次の(a)〜(c)が本文の内容と合っているかを「はい」か「いいえ」で判定し、判定の決め手となる本文の語句を一字一句変えずに引用してください。
(a) 塔の天井や柱には菩薩が描かれている。
(b) 龍神は火の化身として描かれている。
(c) 初層部の拝観料は入山料に含まれている。
──────── 本文の抜粋 ────────
天井や柱には菩薩が描かれていて、大日如来を中心とした立体曼陀羅になっています。
塔の隅々まで極彩色が残っているほど保存状態がものすごく良いんです^^
水の化身である龍神の姿も描かれています。
この辺りの地域は水不足に苦しんだ歴史があって、西明寺は水を巡る争いが起こるたびに仲介役になっていたようです。
なので、西明寺には水の恩恵を願う龍神信仰があったんですね。
そんなに広くはない空間ですが、初層部の拝観はなんと1,000円!
入山料とは別に必要です。
京都の東寺でも初層内部を公開する時は、金堂と講堂がセットで800円ですから、それと比べると高いですね^^;
でも東寺の五重塔は、何度も建てなおされているのでわりと新しいのですが、こちらは鎌倉時代からあるもの。
──────── 与えられた資料 ────────
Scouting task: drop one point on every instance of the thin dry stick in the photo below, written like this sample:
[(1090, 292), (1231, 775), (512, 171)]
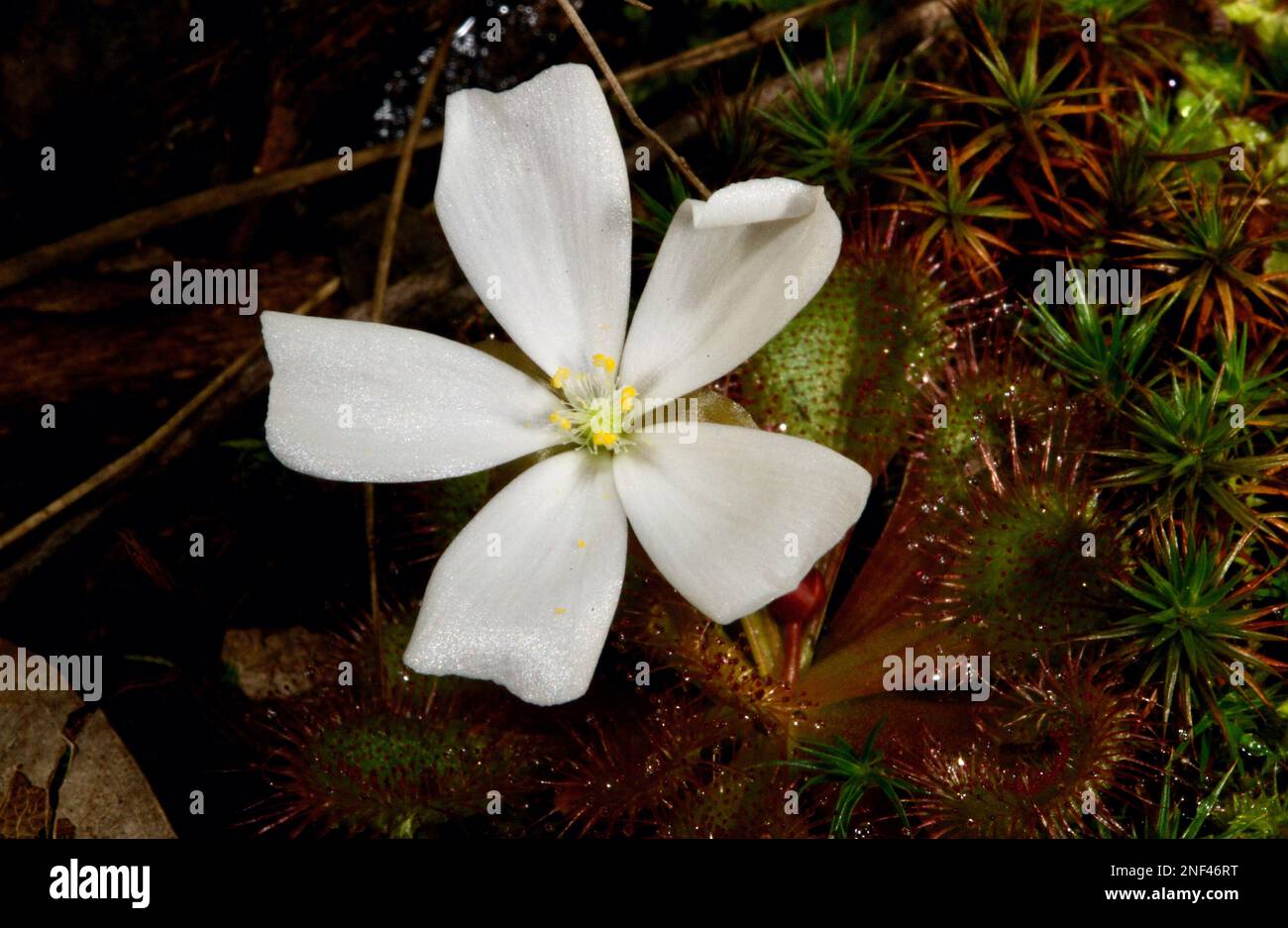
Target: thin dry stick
[(384, 261), (142, 222), (156, 439), (626, 102), (760, 33), (386, 244)]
────────
* **解答**:
(a) はい。「天井や柱には菩薩が描かれていて」
(b) いいえ。「水の化身である龍神の姿も描かれています。」
(c) いいえ。「入山料とは別に必要です。」